BEGIN Text shown
Abstract

First, electrochemically controlled in situ atomic force microscopy (AFM|) and surface enhanced Raman spectroscopy (SERS) are utilized to obtain information in two types of additives used in Cu electrodeposition process. AFM study shows that a thick polymeric film formed between cuprous ion and an additive, benzoltriazole (BTA), is responsible for the smooth deposition feature obtained in BTA-containing deposition solutions. After the reduction of the film, the Cu surface roughness increases slightly due to the restricted diffusion of Cu species through the Cu-BTA film during Cu reduction. SERS is utilized to elucidate details of the interaction between Cu and another additive system, polyethylene glycol (PEG) and chloride ion, in Cu deposition solution. Systematic spectra analysis indicates that a complex containing PEG, Cu(I) and chloride ion is formed through a chloride bridging site on Cu electrode surface at more positive potentials. Calculations of the vibrational modes have also helped to generate molecular models of the complex structure.

Second, soft imaging mode of AFM and phase modulated ellipsometry are used to observe the phase transition process of supported lipid bilayer systems with and without the influence of other macromolecules. Addition of a weak polyelectrolyte, poly(methacrylic acid) (PMA), to a supported phospholipid bilayer depresses the melting temperature and alters the morphology of the bilayer in the gel phase. AFM study of the gel-fluid phase transition in supported phospholipid bilayers shows that at ∼5°C above T_m, AFM studies reveal the presence of a secondary phase transition. The secondary phase transition occurs as a consequence of decoupling between the two leaflets of the bilayer due to enhanced stabilization of the lower leaflet with either the support or the water entrained between the support and the bilayer. Addition of the transmembrane protein gramicidin A or construction of a highly defected gel phase results in elimination of this decoupling and removal of the secondary phase transition.
END Text shown
BEGIN Records shown
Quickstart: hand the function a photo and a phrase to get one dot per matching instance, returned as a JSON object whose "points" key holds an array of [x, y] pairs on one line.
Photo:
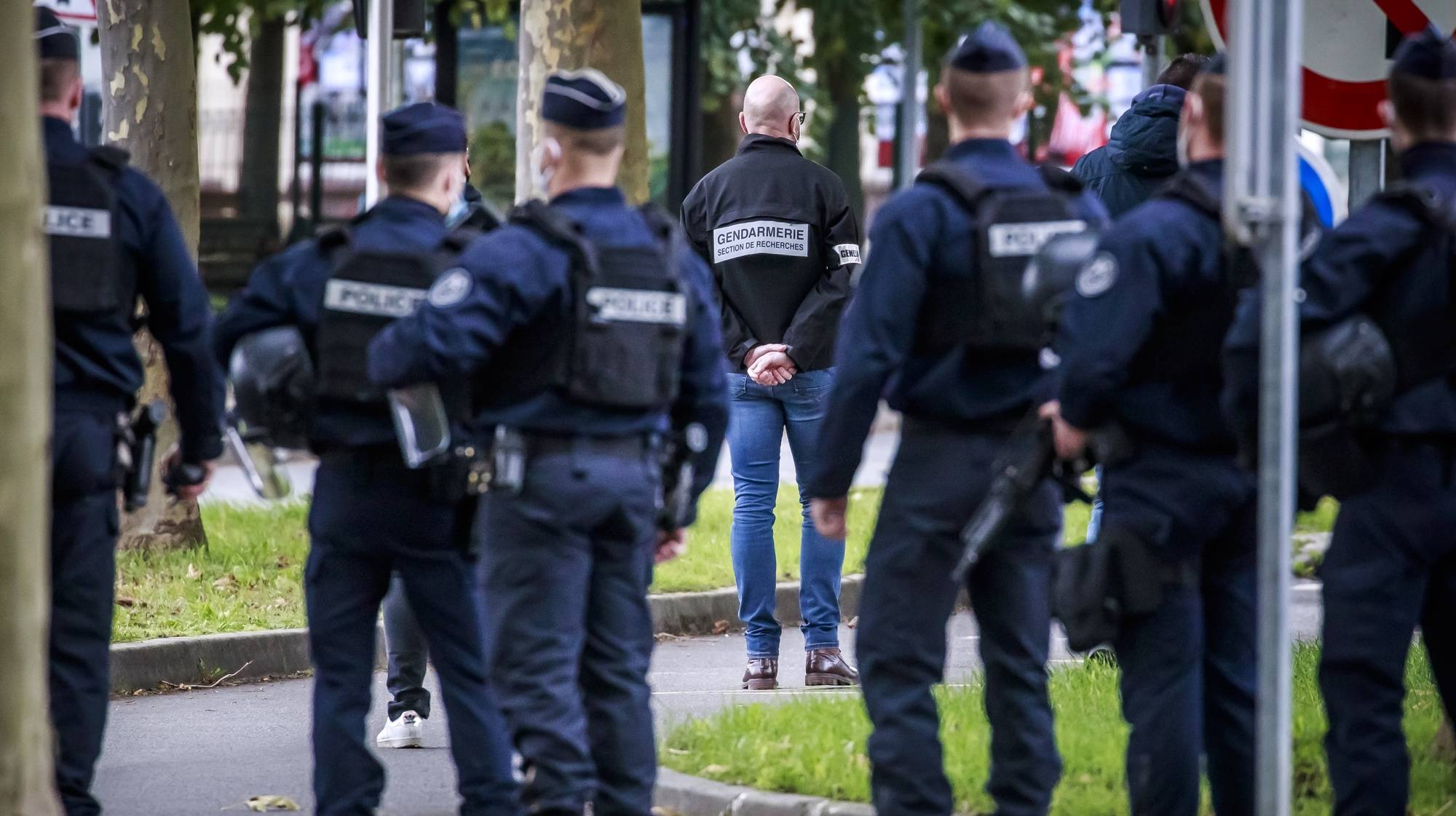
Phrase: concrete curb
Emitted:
{"points": [[681, 794], [269, 653]]}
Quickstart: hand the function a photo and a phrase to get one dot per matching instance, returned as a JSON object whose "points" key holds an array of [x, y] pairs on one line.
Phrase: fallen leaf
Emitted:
{"points": [[261, 803]]}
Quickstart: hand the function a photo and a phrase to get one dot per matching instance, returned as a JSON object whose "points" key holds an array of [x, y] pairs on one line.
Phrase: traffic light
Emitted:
{"points": [[1151, 18], [410, 18]]}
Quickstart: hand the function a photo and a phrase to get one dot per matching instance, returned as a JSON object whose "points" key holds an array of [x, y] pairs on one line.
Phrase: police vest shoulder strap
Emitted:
{"points": [[557, 228], [1192, 190], [1061, 181], [333, 239], [957, 180], [1425, 202], [110, 158], [458, 239]]}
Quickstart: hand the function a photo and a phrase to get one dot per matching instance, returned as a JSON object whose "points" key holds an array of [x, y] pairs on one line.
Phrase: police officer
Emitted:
{"points": [[783, 242], [586, 330], [113, 238], [963, 379], [371, 513], [1393, 557], [1141, 343]]}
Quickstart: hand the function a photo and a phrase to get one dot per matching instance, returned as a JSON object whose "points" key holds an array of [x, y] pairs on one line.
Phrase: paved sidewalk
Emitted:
{"points": [[207, 750]]}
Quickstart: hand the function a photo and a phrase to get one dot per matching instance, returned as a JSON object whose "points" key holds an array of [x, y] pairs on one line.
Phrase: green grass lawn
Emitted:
{"points": [[818, 745], [251, 574]]}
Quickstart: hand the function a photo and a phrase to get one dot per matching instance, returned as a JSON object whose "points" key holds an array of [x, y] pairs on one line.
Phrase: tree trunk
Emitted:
{"points": [[721, 133], [149, 69], [258, 187], [577, 34], [27, 749], [842, 143]]}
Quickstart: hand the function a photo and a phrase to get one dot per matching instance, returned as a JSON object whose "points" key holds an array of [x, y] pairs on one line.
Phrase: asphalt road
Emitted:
{"points": [[229, 483], [200, 752]]}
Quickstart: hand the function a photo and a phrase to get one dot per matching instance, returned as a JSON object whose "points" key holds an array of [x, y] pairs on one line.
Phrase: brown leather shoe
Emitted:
{"points": [[762, 673], [829, 668]]}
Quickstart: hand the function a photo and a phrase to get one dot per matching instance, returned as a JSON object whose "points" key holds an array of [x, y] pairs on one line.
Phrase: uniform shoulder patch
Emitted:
{"points": [[451, 288], [1097, 276]]}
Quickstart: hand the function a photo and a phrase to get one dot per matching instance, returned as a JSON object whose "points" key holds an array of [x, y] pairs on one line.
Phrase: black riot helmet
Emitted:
{"points": [[1346, 373], [273, 387], [1052, 274]]}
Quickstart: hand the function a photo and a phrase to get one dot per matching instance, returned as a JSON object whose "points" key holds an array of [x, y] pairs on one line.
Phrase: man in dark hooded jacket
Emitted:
{"points": [[1142, 152]]}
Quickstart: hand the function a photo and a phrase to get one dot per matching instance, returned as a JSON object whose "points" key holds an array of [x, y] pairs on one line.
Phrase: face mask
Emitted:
{"points": [[542, 174]]}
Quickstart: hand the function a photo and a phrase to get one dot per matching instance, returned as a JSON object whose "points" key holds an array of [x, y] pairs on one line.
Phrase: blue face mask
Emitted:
{"points": [[458, 212]]}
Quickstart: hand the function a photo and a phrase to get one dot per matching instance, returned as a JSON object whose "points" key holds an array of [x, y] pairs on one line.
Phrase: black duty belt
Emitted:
{"points": [[624, 446]]}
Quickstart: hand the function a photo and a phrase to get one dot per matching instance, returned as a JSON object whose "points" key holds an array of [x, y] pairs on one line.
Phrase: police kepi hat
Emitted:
{"points": [[1429, 55], [991, 49], [424, 127], [55, 40], [583, 100]]}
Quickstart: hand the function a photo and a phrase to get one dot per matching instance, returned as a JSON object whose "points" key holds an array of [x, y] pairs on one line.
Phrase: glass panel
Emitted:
{"points": [[487, 95]]}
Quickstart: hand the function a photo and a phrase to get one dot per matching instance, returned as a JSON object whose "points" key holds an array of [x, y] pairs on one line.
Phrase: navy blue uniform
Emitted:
{"points": [[567, 560], [372, 516], [1393, 557], [1141, 346], [98, 375], [959, 407]]}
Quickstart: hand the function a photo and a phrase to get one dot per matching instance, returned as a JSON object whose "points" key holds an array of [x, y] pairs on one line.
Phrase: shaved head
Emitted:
{"points": [[769, 107]]}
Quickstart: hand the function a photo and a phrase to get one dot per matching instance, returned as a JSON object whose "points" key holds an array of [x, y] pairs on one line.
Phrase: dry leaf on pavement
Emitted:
{"points": [[270, 801]]}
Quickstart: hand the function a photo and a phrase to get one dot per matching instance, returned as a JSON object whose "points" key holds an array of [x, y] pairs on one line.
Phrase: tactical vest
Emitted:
{"points": [[90, 273], [628, 317], [1422, 338], [988, 309], [369, 289]]}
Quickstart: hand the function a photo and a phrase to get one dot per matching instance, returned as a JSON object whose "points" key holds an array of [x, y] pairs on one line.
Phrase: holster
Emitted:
{"points": [[1336, 459], [459, 475], [1099, 586]]}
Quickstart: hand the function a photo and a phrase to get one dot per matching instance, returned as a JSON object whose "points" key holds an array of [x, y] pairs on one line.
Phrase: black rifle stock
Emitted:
{"points": [[1027, 461]]}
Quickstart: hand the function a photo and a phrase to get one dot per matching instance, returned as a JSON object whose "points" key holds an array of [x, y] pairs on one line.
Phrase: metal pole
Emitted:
{"points": [[1262, 210], [908, 116], [378, 68], [1366, 170], [317, 167], [1152, 59]]}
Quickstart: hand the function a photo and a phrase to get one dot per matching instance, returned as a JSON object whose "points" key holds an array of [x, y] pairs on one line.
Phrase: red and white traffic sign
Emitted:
{"points": [[1346, 62], [74, 11]]}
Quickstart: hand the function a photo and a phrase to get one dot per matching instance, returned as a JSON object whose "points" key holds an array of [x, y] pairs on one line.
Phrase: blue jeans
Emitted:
{"points": [[1096, 518], [759, 417]]}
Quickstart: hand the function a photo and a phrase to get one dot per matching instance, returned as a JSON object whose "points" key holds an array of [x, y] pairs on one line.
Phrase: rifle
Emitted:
{"points": [[141, 443], [678, 477], [1032, 456]]}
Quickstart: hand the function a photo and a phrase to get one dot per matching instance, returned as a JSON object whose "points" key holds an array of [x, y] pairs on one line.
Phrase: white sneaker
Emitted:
{"points": [[405, 732]]}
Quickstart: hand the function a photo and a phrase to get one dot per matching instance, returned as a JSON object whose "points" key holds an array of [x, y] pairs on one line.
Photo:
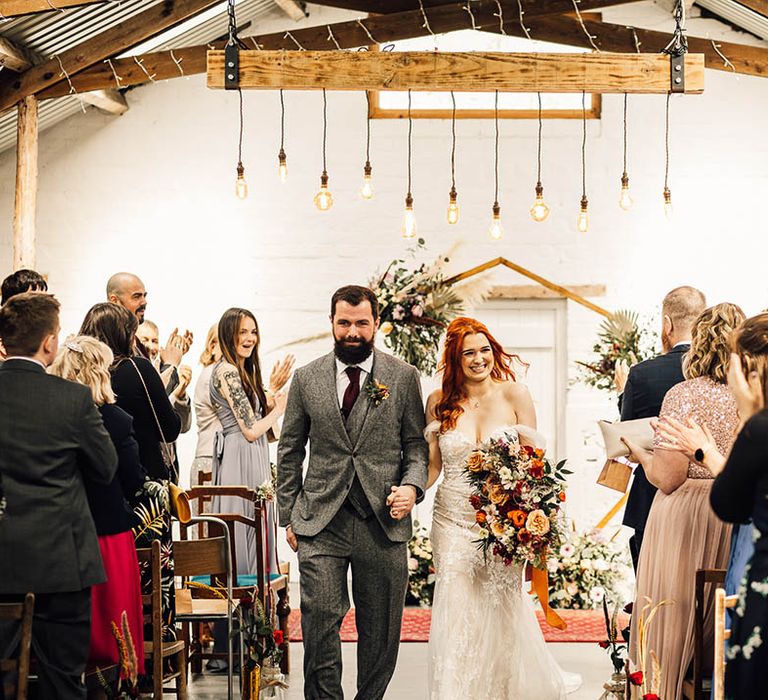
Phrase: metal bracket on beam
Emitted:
{"points": [[677, 72], [231, 66]]}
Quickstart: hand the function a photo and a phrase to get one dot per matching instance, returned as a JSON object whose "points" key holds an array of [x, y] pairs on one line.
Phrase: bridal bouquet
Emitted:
{"points": [[517, 495]]}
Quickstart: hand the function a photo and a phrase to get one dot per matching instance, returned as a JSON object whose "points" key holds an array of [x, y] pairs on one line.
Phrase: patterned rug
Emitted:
{"points": [[583, 626]]}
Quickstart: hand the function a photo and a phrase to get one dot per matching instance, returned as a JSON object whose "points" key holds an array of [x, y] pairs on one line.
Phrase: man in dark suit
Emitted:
{"points": [[647, 384], [50, 436]]}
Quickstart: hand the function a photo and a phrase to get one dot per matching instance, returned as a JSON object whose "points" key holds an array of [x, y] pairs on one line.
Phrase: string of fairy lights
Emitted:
{"points": [[539, 211]]}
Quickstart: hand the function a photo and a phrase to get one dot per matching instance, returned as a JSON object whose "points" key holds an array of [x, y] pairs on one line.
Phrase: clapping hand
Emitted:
{"points": [[401, 501], [683, 437], [620, 375], [281, 373], [746, 389]]}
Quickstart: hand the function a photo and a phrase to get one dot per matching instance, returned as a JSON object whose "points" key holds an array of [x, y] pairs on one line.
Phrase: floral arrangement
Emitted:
{"points": [[417, 304], [517, 495], [589, 569], [620, 337], [421, 567]]}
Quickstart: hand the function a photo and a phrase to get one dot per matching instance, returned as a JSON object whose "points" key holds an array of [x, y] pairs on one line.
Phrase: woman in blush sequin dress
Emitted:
{"points": [[683, 533]]}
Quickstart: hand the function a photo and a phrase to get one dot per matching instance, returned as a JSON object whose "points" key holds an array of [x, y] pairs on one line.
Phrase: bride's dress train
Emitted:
{"points": [[485, 642]]}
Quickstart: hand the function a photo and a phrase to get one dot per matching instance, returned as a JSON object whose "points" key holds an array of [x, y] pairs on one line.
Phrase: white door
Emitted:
{"points": [[535, 329]]}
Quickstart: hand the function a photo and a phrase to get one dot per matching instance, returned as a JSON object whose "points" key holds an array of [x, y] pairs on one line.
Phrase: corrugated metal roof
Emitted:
{"points": [[739, 15], [50, 33]]}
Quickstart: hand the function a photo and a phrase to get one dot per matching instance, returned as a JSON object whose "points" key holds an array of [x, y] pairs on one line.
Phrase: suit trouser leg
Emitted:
{"points": [[323, 565], [379, 580], [61, 636]]}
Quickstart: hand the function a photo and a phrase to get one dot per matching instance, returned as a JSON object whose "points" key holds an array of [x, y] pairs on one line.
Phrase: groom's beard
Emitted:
{"points": [[353, 353]]}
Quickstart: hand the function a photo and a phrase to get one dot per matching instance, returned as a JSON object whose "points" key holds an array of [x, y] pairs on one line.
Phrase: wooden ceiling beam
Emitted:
{"points": [[128, 33], [469, 72], [351, 34], [14, 57], [748, 60], [16, 8], [759, 6]]}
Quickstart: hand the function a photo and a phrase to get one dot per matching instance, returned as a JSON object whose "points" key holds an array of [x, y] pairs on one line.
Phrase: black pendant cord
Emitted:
{"points": [[410, 133], [368, 128], [453, 142], [240, 136], [496, 148], [666, 145], [625, 135], [583, 145], [325, 128], [538, 154]]}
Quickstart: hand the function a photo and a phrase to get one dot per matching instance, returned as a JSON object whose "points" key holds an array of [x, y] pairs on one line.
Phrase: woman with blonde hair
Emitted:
{"points": [[740, 494], [205, 412], [85, 360], [683, 534]]}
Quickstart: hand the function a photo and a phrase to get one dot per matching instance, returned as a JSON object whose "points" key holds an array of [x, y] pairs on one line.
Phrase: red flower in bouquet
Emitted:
{"points": [[636, 678]]}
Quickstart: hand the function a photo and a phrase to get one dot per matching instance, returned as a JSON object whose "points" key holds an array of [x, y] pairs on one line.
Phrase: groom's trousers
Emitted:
{"points": [[379, 580]]}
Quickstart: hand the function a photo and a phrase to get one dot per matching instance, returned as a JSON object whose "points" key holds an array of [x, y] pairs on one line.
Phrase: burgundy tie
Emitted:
{"points": [[352, 391]]}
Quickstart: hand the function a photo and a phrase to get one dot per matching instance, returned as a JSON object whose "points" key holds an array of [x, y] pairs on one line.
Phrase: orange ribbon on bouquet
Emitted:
{"points": [[540, 586]]}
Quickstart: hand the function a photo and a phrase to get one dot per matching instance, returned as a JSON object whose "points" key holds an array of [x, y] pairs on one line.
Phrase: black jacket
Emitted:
{"points": [[109, 502], [51, 436], [647, 385], [132, 398]]}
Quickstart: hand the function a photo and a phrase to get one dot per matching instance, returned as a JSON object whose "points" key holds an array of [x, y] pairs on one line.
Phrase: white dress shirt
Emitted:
{"points": [[342, 378]]}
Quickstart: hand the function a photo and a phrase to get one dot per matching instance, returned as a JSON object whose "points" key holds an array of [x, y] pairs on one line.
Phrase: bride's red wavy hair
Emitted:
{"points": [[448, 409]]}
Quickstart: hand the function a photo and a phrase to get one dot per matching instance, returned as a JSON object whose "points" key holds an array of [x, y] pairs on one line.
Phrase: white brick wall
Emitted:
{"points": [[152, 192]]}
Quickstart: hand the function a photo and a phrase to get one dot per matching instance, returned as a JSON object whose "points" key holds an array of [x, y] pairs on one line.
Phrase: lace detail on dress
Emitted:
{"points": [[485, 641]]}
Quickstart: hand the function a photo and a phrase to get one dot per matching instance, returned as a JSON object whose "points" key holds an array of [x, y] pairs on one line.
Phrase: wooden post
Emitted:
{"points": [[26, 185]]}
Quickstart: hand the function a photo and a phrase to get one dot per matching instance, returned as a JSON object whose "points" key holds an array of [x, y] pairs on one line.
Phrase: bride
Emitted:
{"points": [[485, 641]]}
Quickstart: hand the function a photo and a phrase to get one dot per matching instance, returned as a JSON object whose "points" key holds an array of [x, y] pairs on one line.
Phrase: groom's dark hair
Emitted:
{"points": [[355, 295]]}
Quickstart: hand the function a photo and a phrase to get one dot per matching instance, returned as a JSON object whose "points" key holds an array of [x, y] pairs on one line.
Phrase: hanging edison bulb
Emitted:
{"points": [[539, 211], [496, 231], [668, 211], [453, 207], [282, 168], [625, 199], [409, 221], [324, 198], [583, 222], [366, 191], [241, 186]]}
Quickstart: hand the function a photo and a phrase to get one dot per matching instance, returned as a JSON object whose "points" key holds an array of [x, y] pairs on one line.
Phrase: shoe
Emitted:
{"points": [[216, 666]]}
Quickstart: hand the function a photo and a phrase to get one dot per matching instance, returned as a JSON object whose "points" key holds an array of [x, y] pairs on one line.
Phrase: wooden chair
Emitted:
{"points": [[14, 672], [697, 686], [278, 581], [157, 650], [722, 602], [211, 557]]}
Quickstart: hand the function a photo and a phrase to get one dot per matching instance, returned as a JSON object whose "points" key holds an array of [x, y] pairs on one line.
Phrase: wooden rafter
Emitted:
{"points": [[15, 8], [543, 281], [128, 33], [13, 57], [468, 72], [749, 60], [351, 34], [759, 6]]}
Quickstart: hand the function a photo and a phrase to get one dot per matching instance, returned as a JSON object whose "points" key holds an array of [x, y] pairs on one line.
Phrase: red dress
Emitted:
{"points": [[121, 592]]}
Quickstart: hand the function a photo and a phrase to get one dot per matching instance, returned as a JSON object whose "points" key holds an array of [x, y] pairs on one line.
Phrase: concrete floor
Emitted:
{"points": [[410, 683]]}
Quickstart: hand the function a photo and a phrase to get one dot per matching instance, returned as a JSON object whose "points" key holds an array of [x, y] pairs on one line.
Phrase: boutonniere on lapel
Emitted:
{"points": [[376, 391]]}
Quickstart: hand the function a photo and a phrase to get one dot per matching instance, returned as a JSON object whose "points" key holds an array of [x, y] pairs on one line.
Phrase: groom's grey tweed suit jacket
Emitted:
{"points": [[383, 444]]}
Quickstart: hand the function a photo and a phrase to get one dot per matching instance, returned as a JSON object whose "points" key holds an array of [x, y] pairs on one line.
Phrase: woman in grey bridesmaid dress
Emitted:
{"points": [[247, 413]]}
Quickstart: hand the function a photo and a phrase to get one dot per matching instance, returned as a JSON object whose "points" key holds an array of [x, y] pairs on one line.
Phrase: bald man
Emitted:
{"points": [[126, 289]]}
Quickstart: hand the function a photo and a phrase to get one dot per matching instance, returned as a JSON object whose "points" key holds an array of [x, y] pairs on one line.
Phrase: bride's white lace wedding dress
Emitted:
{"points": [[485, 642]]}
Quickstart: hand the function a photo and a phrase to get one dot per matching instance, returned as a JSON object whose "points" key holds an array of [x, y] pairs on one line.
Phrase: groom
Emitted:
{"points": [[362, 413]]}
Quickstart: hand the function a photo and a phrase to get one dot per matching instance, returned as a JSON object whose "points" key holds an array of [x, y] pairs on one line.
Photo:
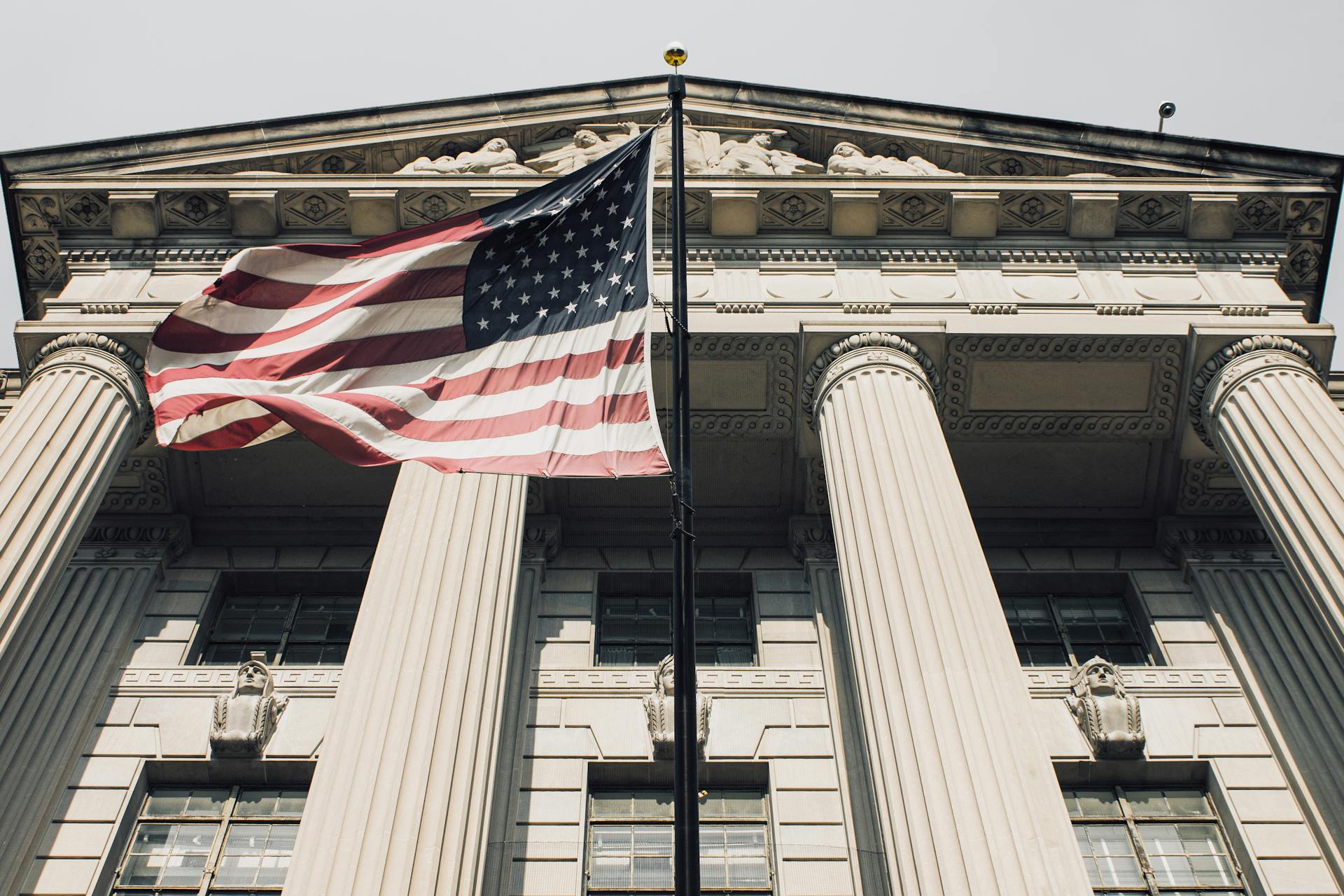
END Records shown
▶ _Exercise goal_
Please answer these questions using the abstract above:
(a) Which technique is used to examine how Cu interacts with the additive system of polyethylene glycol and chloride ion?
(b) What effect does adding poly(methacrylic acid) have on the melting temperature of a supported phospholipid bilayer?
(c) Which transmembrane protein's addition removes the secondary phase transition?

▶ _Written reply_
(a) Surface enhanced Raman spectroscopy (SERS).
(b) It depresses the melting temperature.
(c) Gramicidin A.